*DO THIS*: Please count the lines of the data below that contain the word "point" and reply with only that number.
[begin INFORMATION SHOWN]
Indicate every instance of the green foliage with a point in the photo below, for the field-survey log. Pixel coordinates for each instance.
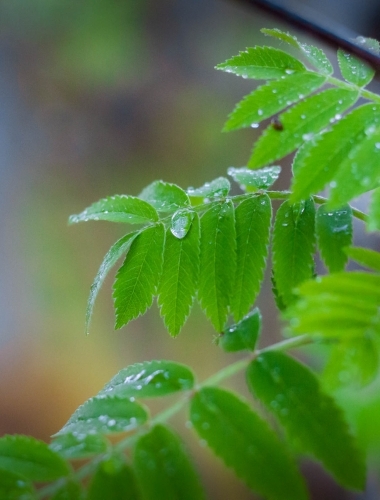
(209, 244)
[end INFORMATION SHOWN]
[begin INFORMATION SHOWN]
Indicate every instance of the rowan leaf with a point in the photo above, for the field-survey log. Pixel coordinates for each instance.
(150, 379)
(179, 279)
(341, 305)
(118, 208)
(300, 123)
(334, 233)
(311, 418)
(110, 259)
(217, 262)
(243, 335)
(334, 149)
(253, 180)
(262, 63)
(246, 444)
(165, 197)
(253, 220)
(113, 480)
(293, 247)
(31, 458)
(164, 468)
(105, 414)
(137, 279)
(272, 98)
[end INFORMATION SHOWN]
*EXPECTED OUTPUT*: 2